GIVEN RECORDS START

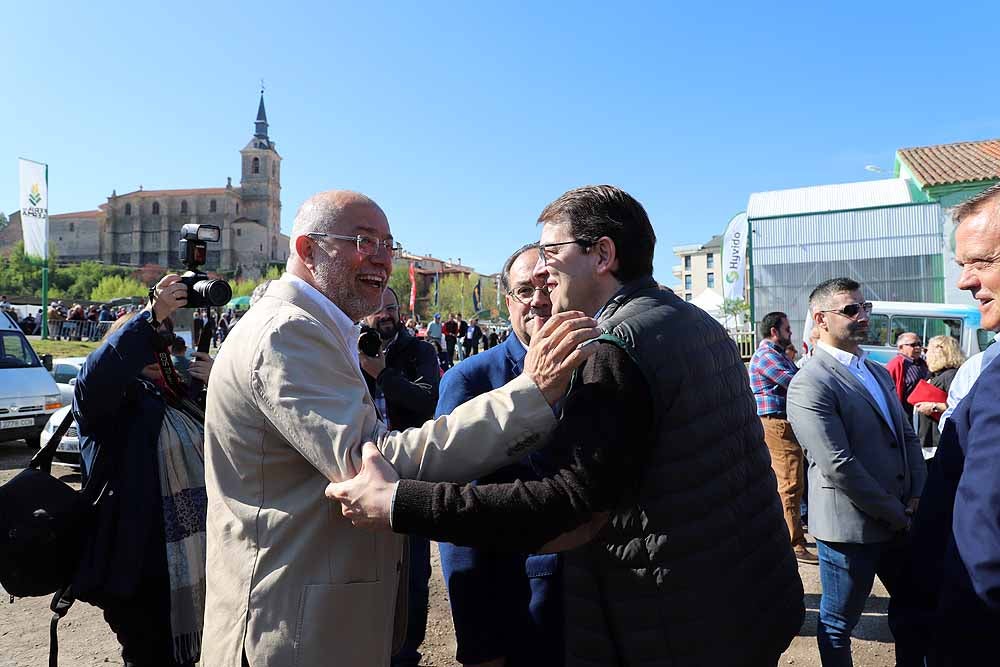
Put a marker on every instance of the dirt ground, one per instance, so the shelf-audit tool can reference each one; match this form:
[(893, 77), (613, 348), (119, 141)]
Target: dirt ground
[(85, 640)]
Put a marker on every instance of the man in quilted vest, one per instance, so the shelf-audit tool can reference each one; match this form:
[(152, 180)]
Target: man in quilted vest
[(665, 502)]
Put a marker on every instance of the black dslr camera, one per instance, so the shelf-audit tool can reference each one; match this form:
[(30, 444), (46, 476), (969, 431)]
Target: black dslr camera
[(202, 290), (369, 342)]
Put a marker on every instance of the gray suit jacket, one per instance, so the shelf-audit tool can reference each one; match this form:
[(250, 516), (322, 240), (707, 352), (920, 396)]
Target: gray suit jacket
[(861, 475)]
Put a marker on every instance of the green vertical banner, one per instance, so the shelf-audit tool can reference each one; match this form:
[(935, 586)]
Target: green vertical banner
[(34, 200)]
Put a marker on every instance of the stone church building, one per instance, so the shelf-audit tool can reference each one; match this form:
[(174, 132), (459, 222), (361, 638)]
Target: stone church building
[(143, 227)]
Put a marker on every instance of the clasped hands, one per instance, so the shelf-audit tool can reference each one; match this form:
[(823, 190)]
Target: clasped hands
[(556, 350)]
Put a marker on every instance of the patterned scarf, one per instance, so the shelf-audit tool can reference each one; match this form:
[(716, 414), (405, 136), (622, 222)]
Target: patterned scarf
[(182, 487)]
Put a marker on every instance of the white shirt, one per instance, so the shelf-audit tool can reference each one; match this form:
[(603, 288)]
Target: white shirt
[(348, 329), (856, 366), (967, 376)]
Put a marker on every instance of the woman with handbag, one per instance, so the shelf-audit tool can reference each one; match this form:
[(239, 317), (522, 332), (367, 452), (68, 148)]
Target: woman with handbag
[(144, 559)]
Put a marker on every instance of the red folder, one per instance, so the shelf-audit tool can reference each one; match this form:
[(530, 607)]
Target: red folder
[(926, 392)]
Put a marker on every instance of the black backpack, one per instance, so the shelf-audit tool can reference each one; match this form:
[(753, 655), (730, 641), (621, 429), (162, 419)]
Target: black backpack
[(43, 524)]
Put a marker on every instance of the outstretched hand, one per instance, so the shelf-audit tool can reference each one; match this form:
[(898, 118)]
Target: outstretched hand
[(366, 499), (557, 349)]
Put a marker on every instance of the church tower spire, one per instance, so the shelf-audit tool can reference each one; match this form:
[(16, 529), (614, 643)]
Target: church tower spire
[(260, 125)]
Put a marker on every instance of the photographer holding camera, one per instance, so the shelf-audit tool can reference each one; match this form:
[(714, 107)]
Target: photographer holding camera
[(402, 376), (143, 562)]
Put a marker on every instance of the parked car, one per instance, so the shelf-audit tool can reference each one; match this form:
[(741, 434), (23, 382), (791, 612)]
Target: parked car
[(68, 451), (28, 394), (64, 372)]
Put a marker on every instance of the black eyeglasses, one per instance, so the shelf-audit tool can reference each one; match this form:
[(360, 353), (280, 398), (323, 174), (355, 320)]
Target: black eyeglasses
[(367, 245), (544, 249), (852, 310), (525, 293)]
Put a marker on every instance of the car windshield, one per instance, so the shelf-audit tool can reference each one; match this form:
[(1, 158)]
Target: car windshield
[(15, 352)]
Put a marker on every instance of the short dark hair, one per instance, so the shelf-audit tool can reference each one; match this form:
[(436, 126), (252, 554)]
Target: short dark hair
[(975, 205), (826, 289), (771, 321), (594, 211), (505, 273)]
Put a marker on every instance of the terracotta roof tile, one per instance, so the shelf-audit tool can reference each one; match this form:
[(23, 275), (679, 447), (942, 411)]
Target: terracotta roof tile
[(946, 164)]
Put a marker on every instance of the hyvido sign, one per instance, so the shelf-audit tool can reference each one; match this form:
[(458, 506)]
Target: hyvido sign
[(734, 257)]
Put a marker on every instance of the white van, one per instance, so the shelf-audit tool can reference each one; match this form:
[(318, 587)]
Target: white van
[(28, 394)]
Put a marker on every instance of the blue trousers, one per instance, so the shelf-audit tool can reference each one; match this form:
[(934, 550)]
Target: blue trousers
[(847, 574), (416, 619)]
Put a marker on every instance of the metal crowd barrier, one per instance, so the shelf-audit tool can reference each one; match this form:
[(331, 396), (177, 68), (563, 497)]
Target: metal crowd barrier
[(78, 330)]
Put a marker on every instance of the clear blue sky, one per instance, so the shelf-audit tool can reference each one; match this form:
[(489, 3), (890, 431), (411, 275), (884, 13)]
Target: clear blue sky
[(464, 119)]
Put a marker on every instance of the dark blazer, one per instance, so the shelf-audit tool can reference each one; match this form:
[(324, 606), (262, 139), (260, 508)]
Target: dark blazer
[(954, 578), (500, 601), (862, 472)]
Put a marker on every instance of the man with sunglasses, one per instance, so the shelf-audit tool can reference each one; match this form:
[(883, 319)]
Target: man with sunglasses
[(663, 501), (289, 581), (908, 367), (506, 606), (866, 469)]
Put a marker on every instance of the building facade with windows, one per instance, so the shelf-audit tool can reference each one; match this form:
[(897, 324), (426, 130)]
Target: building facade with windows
[(143, 227), (697, 270)]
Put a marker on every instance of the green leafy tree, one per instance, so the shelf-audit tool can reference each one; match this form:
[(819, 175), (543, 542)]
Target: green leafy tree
[(735, 309), (115, 287)]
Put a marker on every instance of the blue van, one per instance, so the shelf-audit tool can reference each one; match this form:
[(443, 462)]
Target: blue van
[(889, 319)]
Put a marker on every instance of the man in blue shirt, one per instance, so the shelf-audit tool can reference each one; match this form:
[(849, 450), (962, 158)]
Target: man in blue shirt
[(771, 371), (506, 607)]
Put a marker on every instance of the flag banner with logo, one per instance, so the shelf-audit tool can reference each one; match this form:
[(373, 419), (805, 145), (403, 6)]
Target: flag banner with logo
[(35, 208), (413, 290), (734, 257)]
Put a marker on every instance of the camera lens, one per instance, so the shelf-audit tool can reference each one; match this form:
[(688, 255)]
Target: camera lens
[(214, 292)]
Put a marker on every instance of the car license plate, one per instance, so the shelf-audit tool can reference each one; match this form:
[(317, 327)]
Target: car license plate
[(68, 446), (17, 423)]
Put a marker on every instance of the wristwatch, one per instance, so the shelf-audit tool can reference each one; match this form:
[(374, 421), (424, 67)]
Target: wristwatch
[(150, 319)]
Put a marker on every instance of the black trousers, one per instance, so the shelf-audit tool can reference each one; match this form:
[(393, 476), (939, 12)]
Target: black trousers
[(142, 625)]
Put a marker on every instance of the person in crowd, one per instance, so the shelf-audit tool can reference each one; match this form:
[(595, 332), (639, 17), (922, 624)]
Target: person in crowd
[(463, 330), (664, 492), (289, 581), (403, 381), (953, 606), (144, 559), (470, 339), (450, 338), (435, 334), (792, 353), (506, 607), (944, 358), (908, 367), (771, 372), (866, 470)]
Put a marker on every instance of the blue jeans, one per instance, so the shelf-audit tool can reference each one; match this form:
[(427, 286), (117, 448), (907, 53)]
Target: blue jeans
[(416, 618), (847, 574)]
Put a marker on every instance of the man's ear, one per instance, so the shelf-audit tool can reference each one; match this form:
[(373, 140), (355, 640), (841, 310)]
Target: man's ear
[(304, 250), (607, 255)]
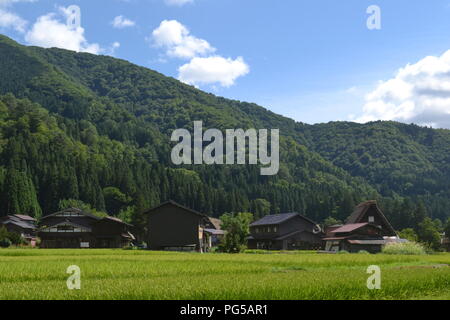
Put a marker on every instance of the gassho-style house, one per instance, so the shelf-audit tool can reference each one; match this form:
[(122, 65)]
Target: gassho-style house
[(174, 227), (75, 228)]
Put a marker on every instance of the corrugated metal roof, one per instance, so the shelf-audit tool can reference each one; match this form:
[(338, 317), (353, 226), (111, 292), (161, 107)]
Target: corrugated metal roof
[(214, 231), (381, 242), (22, 224), (274, 219), (350, 227)]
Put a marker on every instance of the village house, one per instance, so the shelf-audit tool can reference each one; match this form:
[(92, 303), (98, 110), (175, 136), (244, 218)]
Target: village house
[(20, 224), (287, 231), (366, 229), (172, 226), (75, 228), (446, 242)]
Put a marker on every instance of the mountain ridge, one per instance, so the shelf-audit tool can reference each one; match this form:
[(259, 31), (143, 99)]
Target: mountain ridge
[(98, 100)]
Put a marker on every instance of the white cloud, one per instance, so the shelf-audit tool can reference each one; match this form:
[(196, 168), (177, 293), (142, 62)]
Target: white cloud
[(10, 2), (419, 93), (212, 70), (178, 42), (178, 3), (120, 22), (48, 32), (9, 19), (12, 20)]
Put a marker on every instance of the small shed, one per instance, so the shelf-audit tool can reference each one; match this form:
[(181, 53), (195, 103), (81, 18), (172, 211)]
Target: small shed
[(355, 237)]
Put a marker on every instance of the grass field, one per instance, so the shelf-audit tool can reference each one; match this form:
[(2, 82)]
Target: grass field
[(122, 274)]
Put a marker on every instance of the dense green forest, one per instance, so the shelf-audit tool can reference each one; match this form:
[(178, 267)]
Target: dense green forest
[(94, 131)]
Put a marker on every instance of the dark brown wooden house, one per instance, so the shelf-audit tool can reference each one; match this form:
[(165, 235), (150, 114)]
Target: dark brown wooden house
[(172, 226), (75, 228), (287, 231), (21, 224), (366, 229)]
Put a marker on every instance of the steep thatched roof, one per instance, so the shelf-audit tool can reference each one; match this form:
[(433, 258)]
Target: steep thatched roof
[(361, 209)]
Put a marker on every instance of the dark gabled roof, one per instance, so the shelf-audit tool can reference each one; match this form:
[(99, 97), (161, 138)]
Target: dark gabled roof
[(114, 219), (279, 218), (214, 231), (75, 210), (171, 202), (217, 223), (18, 222), (362, 208), (24, 217), (351, 227)]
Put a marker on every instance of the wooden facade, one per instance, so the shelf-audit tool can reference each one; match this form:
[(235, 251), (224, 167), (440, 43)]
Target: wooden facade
[(74, 228), (366, 229), (172, 226), (289, 231)]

GIVEN RECORDS END

* _ASSIGNED TASK_: Only the lines from the one containing "Target: dark gabled roof" through the last line of the records above are to be reproduced, exactly and with both ends included.

* _SOLUTION FOR THIS TASK_:
Target: dark gabled roof
[(114, 219), (279, 218), (214, 231), (75, 210), (171, 202), (217, 223), (18, 222), (362, 208), (24, 217), (351, 227)]
Put a marker on every instance of the wooden facade, one per instance, so the shelf-audit tool can reference each one; match this form:
[(235, 251), (224, 167), (440, 43)]
Target: wooden facade
[(74, 228), (366, 229), (172, 226), (289, 231)]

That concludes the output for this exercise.